Schriftliche Aufgaben =>
1. Übersetze diesen Satz aus dem Forenbeitrag zum Onboard-LAN ins Englische: „Die Gentoo Live CD erkennt jedoch die onboard LAN-Karte nicht, da wohl der Treiber fehlt.“
2. Schreib den Forenbeitrag zum Onboard-LAN des Asus P5QL Pro nach seinem letzten Satz weiter.

# Onboard LAN Asus P5QL Pro

## Roux

Hi!

Ich habe das Mainboard Asus P5QL Pro und wollte Gentoo installieren. Die Gentoo Live CD erkennt jedoch die onboard LAN-Karte nicht, da wohl der Treiber fehlt.

Ich habe schon rumprobiert und gesucht ... hat alles nicht zum Ziel geführt.

Laut diesen Thread brauche ich den Treiber "ATL1".

Nun meine Frage: Wie kann ich den Treiber in der liveCD-Umgebung installieren? 

Oder ist dies zu kompliziert und ich muss Gentoo mittels z.B. Ubuntu installieren und dann auf meinen richtigen System den Treiber kompilieren, installieren, etc. ?

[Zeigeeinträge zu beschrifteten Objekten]
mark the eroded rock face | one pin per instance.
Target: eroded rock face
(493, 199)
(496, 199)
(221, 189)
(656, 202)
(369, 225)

Die Antworten =>
1. However, the Gentoo Live CD does not recognize the onboard LAN card, apparently because the driver is missing.

2.
Hilfe  :Sad: 

Roux

----------

## theotherjoe

wie in https://forums.gentoo.org/viewtopic-t-729260-highlight-p5ql.html

vorgeschlagen: 

SystemRescueCD http://www.sysresccd.org/Download

----------

## Roux

Sorry, das hab ich nich so ganz kapiert.

Das Image runterladen, auf CD brennen, davon booten und dann die 2 Befehle ausführen, um das Netzwerk funktionstüchtig zu machen und dann Gentoo mittels der CD installieren?

Thx,

Roux

----------

## bbgermany

Nein, anstatt der std. Gentoo CD nimmst du zum Installieren die System Rescue CD.

MfG. Stefan

----------

## Roux

Okay ... genau das wollte ich ausdrücken, aber hab mich zu undeutlich ausgedrückt, stimmt.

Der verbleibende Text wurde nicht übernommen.